Content starts

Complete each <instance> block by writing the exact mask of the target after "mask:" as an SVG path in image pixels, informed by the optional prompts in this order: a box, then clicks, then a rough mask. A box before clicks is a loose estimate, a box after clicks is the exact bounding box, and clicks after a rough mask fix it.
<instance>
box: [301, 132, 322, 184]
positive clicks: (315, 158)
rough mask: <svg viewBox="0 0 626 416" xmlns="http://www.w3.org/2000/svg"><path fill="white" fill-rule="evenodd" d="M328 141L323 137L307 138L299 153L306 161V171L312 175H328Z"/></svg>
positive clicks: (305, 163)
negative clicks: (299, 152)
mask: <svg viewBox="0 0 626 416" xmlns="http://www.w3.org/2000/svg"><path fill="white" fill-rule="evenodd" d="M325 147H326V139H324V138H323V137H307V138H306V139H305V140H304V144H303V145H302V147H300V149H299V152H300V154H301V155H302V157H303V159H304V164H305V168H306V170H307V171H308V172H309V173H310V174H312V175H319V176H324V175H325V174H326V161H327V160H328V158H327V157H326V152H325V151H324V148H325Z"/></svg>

Content ends

> _How to complete this task_:
Only the lines above from the line containing "positive clicks: (315, 158)" through the line containing "positive clicks: (305, 163)" should be retyped, exactly and with both ends included.

> _Exercise response_:
positive clicks: (315, 158)
rough mask: <svg viewBox="0 0 626 416" xmlns="http://www.w3.org/2000/svg"><path fill="white" fill-rule="evenodd" d="M328 141L323 137L307 138L299 153L306 161V171L312 175H328Z"/></svg>
positive clicks: (305, 163)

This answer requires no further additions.